* **WHAT YOU SHOULD DO**: Reproduce the full listing that appears beneath this instruction exactly.
::::
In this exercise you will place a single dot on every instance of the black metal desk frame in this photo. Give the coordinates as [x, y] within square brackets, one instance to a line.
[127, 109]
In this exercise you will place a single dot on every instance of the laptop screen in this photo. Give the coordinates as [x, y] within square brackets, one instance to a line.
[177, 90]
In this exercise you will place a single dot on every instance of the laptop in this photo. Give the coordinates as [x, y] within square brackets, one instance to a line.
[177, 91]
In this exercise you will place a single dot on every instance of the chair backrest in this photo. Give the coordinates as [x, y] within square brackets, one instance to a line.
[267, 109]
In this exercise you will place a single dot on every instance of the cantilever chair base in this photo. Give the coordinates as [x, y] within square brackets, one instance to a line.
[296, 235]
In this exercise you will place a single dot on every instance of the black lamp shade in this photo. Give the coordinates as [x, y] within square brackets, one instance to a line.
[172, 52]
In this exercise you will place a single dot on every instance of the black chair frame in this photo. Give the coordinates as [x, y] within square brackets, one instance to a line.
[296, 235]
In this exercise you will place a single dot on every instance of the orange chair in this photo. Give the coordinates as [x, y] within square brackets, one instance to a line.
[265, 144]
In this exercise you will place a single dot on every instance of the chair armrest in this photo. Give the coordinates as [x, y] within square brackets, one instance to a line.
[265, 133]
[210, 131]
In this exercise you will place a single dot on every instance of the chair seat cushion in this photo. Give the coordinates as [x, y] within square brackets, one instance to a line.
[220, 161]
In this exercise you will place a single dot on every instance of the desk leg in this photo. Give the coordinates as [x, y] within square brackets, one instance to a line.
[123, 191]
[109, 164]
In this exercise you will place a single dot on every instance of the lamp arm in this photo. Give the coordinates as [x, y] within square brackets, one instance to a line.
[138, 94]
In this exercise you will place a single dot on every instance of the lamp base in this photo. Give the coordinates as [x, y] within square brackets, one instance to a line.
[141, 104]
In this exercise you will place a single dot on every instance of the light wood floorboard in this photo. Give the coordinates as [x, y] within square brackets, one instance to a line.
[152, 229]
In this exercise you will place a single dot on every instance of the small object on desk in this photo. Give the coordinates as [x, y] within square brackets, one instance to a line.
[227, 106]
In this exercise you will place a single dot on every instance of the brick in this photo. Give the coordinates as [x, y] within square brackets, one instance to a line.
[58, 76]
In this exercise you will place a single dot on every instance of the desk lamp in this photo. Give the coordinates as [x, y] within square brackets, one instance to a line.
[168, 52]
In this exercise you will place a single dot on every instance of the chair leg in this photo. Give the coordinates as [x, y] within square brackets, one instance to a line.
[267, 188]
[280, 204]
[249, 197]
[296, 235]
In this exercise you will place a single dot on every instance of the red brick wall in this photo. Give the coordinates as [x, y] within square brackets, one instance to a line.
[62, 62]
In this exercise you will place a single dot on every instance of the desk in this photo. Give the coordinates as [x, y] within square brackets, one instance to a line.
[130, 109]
::::
* **PROBLEM SOLUTION**:
In this exercise you will place a single dot on every instance of the black metal desk frame in this photo. Give the coordinates as [x, y] within square brackets, one instance to a line.
[127, 109]
In this exercise you will place a single dot on every instance of the laptop screen in this photo. Give the coordinates as [x, y] within square brackets, one instance to a line.
[177, 90]
In this exercise you will place a single dot on every instance of the laptop in this photo. Give the coordinates as [x, y] within square brackets, one instance to a line.
[177, 91]
In this exercise you will place a single dot on every instance of the chair backrest in this photo. Give the coordinates as [x, y] within square brackets, one instance to a line.
[267, 109]
In this exercise you will place a single dot on every instance of the cantilever chair base in this photo. Give the coordinates as [x, y] within square brackets, one instance to a line.
[296, 235]
In this exercise you will place a single dot on every instance of the black lamp shade in this photo. Give the coordinates as [x, y] within square brackets, one instance to a line.
[172, 52]
In this exercise you will place a single dot on every instance of the black chair frame in this photo. Give the coordinates as [x, y] within square brackets, one instance to a line.
[296, 235]
In this exercise you will place a single dot on every instance of the orange chair in this photo. Give the coordinates as [x, y] within square brackets, one instance to a line.
[265, 144]
In this exercise you will place a single dot on every instance of the chair armrest in this photo. Give the coordinates as [x, y] within square brackets, one instance to a line.
[265, 133]
[210, 131]
In this exercise you will place a single dot on every instance of the chair seat cushion in this photo. Give the coordinates as [x, y] within square brackets, one instance to a line.
[220, 161]
In this exercise you will place a single dot on every instance of the desk leg in this photo. Give the coordinates as [x, y] within square brackets, one instance to a line.
[123, 191]
[109, 164]
In this exercise you will place a single dot on every instance of the lamp arm in this photo. Give the coordinates as [x, y] within square brackets, one instance to a line.
[138, 94]
In this exercise you will place a single dot on every instance of the lamp base in this photo. Give the coordinates as [x, y] within square brackets, one instance to a line.
[141, 104]
In this exercise you will place a single dot on every instance of the light wood floorboard in this photo. Give the coordinates as [x, y] within square brackets, one instance to a line.
[152, 229]
In this exercise you will place a single dot on every instance of the small object on desk in this photo. Give the coordinates as [x, y] within square brackets, one instance to a line.
[227, 106]
In this exercise you will place a single dot on every instance of the brick in this photo. Give the coordinates as [x, y] within square brackets, one instance to a line.
[58, 76]
In this exercise you will place a single dot on every instance of the desk lamp in this photo. Give the coordinates as [x, y] within square brackets, one instance to a line.
[168, 52]
In this exercise you will place a single dot on every instance of the chair leg in this photo. Give the coordinates as [x, y] within square brackets, one instance to a line.
[267, 188]
[280, 204]
[249, 197]
[296, 235]
In this exercise you will place a single dot on every instance of the red brick wall in this photo. Give the coordinates as [x, y] within square brackets, one instance to a line.
[62, 62]
In this exercise you will place a single dot on every instance of the desk in this photo. Give the coordinates as [x, y] within square brackets, one instance to a line.
[130, 109]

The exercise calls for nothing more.